* _Text shown_:
========================

STATE OF WASHINGTON, RESPONDENT,
v.
EARL ANDERSON, APPELLANT.



Appeal from Superior Court of King County. Docket No: 95-1-04610-6. Date filed: 12/19/95. Judge signing: Hon. Patricia H. Aitken.

Petition for Review Denied July 8, 1997,

PER CURIAM. Earl J. Anderson appeals from a judgment and sentence entered following his conviction of two counts of residential burglary. He challenges the sufficiency of the evidence and contends the court erred in giving an inference of intent instruction, admitting evidence of a pretrial identification procedure, and finding the police had probable cause to arrest. We find no error and affirm.

FACTS

At trial witnesses testified that on a warm summer afternoon Anderson entered two homes through open doors. Ronald Hemming, who was painting Gladys Bunch's house, testified Anderson approached the house, said he was a neighbor and asked to talk to the owner. Hemming told him the owner was home. Anderson stood at the front door for a time, then walked away.

Gladys Bunch testified she was sorting mail in her living room that day. She walked to her back door and discovered a man standing inside near her bedroom. She asked what he was doing in the house, and he replied he thought he might do some painting, claiming that he worked for "the painter." Thinking he meant Hemming, she asked him to go outside with her to talk to Hemming, who then confirmed that Anderson did not work for him. Hemming told her to call 911, and Anderson walked away down the street. Bunch testified she had lived in the neighborhood 37 years, did not know Anderson, and did not give him permission to enter her house.

A short time later and a half-mile away from Bunch's house, Anderson entered the home of Alice Flanagan. She testified she was in a loft above the living area of her home when she heard her dog's toenails scratching on the linoleum below. She looked over the edge of the loft into her living room and saw her dog "retreating" back under the loft and a man "turning to run out of the house." Nearby in the living area were two tables with trinkets, silver and crystal. She ran down the stairs to pursue the man, whose face she saw from the window. She ran out to the street and saw the man drive away in a car. She noted the car's license number and called police, giving them a description of the man, the car, and the license number.

Police received a radio description of the suspect: a black adult male, long dark hair combed back, with a white shirt and black pants. As to the second burglary, they received a similar description of the man, plus a vehicle description and license number. Approximately fifteen minutes later, officers located the parked vehicle. They observed Anderson walk out of the yard of a residence and get into the car. They stopped the car and ordered Anderson out of the car. His hair was combed back, and he was wearing a white shirt and dark pants.

Within one to two hours after the incidents, Hemming and Flanagan were transported by police to a location where Anderson was being held. He was in handcuffs, standing near a patrol car and police officers. Both Flanagan and Hemming identified him with certainty as the man they had seen earlier at the houses.

========================

* _Given entries_:
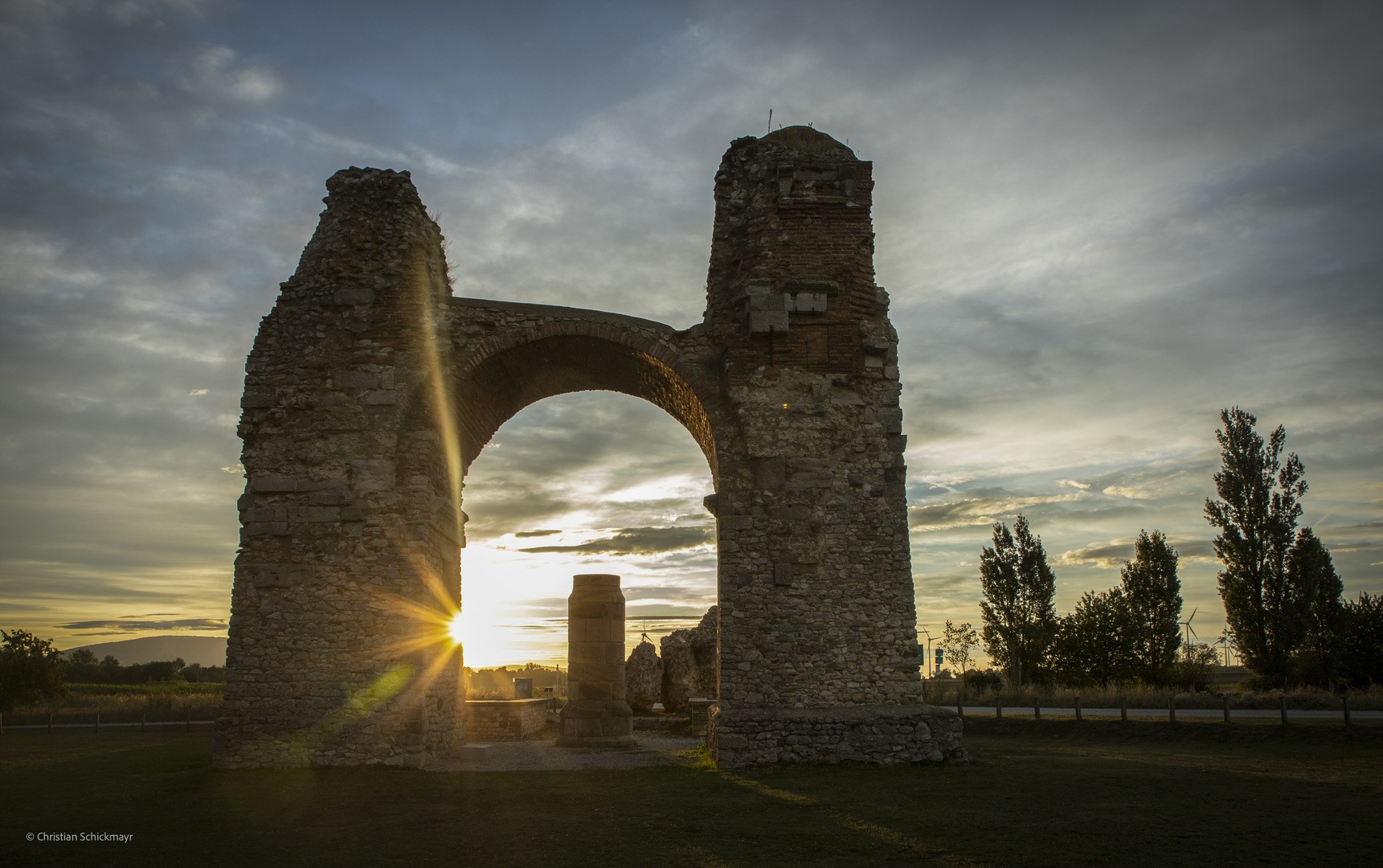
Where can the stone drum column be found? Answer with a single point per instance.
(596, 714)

========================

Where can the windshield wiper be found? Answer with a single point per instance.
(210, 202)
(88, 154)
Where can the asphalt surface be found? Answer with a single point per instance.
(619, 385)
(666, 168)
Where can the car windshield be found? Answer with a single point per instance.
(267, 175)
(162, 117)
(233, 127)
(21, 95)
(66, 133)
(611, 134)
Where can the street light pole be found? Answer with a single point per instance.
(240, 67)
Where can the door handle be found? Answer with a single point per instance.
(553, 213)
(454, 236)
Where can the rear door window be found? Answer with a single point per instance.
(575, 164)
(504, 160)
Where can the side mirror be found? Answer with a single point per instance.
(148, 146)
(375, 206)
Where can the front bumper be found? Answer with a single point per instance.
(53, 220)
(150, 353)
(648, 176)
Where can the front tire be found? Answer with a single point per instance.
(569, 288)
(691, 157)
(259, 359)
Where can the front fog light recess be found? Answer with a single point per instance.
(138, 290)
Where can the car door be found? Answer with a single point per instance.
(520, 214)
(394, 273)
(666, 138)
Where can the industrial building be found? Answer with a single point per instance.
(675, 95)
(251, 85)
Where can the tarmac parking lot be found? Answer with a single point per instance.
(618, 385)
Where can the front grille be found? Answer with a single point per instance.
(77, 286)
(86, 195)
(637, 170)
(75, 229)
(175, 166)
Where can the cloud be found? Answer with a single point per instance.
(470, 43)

========================

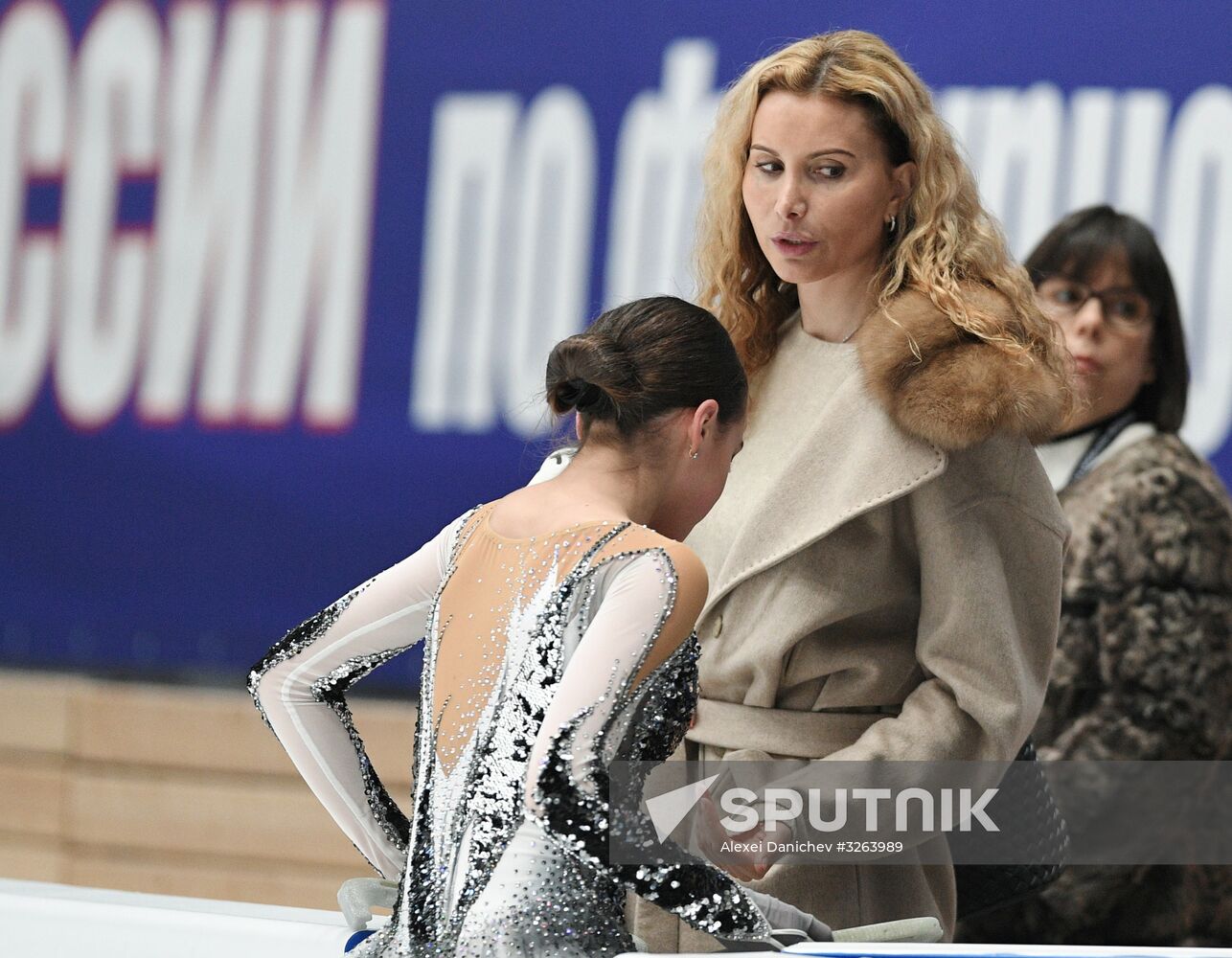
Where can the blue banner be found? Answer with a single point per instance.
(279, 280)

========================

* _Work to be completed_: Quote the stretch of the burglary appeal opinion from "PER CURIAM. Earl" through "error and affirm.".

* _Output of the exercise_:
PER CURIAM. Earl J. Anderson appeals from a judgment and sentence entered following his conviction of two counts of residential burglary. He challenges the sufficiency of the evidence and contends the court erred in giving an inference of intent instruction, admitting evidence of a pretrial identification procedure, and finding the police had probable cause to arrest. We find no error and affirm.